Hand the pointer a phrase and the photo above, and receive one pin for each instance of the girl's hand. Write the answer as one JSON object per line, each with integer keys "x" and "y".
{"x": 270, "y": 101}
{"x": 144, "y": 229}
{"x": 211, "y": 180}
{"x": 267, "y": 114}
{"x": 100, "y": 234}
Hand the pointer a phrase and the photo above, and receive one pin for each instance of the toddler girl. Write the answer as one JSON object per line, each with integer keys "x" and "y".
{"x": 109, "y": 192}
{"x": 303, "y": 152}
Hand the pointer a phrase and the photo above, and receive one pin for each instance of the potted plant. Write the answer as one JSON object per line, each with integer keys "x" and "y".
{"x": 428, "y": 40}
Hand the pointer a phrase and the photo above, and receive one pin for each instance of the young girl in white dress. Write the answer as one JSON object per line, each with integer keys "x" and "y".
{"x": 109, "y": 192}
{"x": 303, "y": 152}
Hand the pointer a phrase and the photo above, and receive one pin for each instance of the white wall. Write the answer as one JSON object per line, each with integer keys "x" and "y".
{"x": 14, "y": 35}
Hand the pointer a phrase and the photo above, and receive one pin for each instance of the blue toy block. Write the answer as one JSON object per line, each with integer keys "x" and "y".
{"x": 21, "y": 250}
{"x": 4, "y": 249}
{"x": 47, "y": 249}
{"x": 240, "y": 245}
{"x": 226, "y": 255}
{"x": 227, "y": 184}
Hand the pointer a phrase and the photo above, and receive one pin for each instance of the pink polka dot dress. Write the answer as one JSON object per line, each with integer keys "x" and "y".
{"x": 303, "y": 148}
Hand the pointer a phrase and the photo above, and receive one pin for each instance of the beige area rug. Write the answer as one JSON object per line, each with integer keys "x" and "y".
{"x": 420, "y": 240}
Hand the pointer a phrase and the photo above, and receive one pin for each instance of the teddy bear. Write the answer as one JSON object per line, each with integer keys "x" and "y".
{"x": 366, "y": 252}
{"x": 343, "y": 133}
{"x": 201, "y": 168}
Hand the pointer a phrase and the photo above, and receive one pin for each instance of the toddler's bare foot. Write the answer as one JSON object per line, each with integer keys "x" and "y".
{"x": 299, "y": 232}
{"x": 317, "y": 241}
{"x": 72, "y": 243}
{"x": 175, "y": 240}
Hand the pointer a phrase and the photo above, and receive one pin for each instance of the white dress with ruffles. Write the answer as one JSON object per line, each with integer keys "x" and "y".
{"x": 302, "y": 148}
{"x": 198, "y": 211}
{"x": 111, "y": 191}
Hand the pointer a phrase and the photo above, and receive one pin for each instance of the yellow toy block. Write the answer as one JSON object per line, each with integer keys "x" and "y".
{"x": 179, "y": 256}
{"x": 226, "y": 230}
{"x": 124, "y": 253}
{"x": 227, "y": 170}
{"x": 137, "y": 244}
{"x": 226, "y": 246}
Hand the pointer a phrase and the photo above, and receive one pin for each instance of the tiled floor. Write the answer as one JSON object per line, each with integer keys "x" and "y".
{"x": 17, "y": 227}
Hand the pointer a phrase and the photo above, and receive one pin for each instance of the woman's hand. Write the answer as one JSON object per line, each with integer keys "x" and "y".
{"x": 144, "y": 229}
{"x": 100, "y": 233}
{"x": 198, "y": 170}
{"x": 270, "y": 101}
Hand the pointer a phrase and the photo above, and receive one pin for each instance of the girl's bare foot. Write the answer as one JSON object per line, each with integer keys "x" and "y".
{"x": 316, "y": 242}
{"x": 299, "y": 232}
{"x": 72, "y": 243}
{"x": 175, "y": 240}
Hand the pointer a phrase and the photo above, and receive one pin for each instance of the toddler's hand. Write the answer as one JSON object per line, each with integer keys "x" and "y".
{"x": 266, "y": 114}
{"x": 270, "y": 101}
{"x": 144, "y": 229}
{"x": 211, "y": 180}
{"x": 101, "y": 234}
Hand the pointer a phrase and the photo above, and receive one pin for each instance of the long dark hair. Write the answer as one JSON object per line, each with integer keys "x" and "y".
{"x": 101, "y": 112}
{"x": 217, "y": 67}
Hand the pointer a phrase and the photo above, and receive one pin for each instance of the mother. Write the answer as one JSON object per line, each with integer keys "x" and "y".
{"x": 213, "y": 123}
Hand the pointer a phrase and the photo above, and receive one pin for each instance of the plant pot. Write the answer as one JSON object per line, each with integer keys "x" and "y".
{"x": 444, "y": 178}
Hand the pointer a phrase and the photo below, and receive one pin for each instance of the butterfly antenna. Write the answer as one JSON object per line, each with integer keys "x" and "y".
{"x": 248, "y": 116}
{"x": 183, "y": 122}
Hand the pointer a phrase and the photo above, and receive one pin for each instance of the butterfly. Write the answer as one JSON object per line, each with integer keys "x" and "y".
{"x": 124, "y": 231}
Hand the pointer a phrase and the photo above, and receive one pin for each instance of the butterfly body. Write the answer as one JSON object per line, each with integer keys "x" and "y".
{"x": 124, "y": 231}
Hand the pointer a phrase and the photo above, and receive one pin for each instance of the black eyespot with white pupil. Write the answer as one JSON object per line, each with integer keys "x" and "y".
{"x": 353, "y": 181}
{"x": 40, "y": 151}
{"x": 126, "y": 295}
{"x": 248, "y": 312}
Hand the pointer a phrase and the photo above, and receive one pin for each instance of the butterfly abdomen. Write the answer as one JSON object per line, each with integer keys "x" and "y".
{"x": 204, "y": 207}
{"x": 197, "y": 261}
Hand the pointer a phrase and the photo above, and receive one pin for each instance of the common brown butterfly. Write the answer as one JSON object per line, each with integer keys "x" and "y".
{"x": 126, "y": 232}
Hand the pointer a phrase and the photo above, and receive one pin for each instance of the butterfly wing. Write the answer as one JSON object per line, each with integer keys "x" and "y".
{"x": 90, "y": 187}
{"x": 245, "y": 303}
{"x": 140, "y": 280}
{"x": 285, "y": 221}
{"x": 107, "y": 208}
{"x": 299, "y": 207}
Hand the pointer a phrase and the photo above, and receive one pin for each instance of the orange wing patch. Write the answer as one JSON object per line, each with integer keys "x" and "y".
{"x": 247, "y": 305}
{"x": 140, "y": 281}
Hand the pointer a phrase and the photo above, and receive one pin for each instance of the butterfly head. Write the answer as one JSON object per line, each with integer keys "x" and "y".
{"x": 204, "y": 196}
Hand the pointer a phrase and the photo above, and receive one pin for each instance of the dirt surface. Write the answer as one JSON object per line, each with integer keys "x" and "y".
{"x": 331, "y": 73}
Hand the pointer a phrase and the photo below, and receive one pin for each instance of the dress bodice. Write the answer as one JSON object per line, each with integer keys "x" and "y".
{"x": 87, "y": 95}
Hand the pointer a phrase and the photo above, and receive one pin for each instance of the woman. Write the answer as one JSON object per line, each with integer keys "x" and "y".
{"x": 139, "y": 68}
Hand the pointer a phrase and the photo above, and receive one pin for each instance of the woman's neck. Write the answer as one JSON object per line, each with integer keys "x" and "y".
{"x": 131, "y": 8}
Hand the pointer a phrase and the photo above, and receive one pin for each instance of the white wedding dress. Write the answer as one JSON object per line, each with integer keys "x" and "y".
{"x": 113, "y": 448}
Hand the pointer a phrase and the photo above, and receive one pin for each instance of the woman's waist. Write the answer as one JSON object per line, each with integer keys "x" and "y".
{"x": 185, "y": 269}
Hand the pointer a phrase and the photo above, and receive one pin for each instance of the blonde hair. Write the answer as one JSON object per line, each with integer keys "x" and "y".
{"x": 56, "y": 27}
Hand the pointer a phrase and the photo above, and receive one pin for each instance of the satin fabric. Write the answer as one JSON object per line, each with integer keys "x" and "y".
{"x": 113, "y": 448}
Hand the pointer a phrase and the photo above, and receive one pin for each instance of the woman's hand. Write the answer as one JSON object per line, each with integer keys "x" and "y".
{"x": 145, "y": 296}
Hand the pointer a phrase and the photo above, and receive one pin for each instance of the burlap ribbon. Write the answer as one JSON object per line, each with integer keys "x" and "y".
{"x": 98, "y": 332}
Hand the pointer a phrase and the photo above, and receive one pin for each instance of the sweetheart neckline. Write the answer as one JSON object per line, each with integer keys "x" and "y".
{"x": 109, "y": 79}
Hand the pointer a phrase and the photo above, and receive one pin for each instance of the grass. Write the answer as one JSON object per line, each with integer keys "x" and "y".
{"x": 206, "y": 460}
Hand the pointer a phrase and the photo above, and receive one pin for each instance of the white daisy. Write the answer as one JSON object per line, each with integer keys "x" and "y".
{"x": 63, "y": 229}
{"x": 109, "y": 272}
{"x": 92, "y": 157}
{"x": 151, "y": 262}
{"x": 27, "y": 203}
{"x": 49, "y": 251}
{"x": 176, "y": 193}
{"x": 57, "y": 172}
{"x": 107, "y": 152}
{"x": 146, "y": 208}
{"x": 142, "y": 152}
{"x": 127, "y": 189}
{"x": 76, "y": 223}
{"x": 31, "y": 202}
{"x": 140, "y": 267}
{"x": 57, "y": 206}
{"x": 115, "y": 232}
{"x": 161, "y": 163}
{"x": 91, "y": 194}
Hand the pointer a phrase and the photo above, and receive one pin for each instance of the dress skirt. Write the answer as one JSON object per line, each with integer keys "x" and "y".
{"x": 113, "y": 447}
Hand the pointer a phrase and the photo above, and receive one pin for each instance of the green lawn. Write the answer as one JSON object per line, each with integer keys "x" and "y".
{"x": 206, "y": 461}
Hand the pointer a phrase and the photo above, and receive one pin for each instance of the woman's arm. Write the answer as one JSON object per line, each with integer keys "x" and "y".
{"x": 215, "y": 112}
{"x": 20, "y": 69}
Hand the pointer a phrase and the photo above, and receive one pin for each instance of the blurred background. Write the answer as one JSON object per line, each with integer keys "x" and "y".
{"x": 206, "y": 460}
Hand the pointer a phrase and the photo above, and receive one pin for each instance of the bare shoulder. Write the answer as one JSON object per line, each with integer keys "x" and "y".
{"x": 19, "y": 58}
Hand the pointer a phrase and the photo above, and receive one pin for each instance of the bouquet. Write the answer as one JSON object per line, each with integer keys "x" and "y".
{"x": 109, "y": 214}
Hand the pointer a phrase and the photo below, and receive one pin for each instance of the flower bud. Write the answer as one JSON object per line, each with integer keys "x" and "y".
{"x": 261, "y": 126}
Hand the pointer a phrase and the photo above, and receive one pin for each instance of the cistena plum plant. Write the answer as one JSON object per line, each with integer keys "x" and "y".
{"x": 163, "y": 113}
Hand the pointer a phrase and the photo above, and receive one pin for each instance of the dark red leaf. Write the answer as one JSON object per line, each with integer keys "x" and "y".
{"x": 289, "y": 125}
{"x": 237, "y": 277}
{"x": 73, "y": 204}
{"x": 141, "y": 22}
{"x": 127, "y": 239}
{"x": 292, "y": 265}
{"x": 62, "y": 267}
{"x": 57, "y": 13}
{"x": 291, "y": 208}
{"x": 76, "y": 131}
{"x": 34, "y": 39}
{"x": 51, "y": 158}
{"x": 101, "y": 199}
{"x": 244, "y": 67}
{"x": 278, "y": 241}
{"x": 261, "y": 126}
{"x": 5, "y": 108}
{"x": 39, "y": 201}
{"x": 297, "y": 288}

DESCRIPTION OF THE TASK> Quote, word for word, every line starting at the one that contains "of the flower" and ending with the final line of the entries.

ANSWER TO THIS EXERCISE>
Hand the pointer a phrase and the photo below, and receive one pin for each instance of the flower bud. Write the answer as one JSON object per line, each with integer keys "x" and "y".
{"x": 261, "y": 126}
Hand the pointer a phrase and the photo above, and receive one pin for each instance of the cistena plum plant. Write the answer as one JSON object per line, each with integer keys "x" and "y".
{"x": 163, "y": 113}
Hand the pointer a phrase and the photo above, and receive one pin for each instance of the dark red leaf. Write the answer as one JSON object per line, each with integer keys "x" and "y".
{"x": 289, "y": 125}
{"x": 237, "y": 277}
{"x": 73, "y": 204}
{"x": 141, "y": 22}
{"x": 127, "y": 239}
{"x": 292, "y": 265}
{"x": 62, "y": 267}
{"x": 57, "y": 13}
{"x": 291, "y": 208}
{"x": 76, "y": 131}
{"x": 34, "y": 39}
{"x": 51, "y": 158}
{"x": 101, "y": 199}
{"x": 244, "y": 67}
{"x": 278, "y": 241}
{"x": 261, "y": 126}
{"x": 5, "y": 108}
{"x": 39, "y": 201}
{"x": 297, "y": 288}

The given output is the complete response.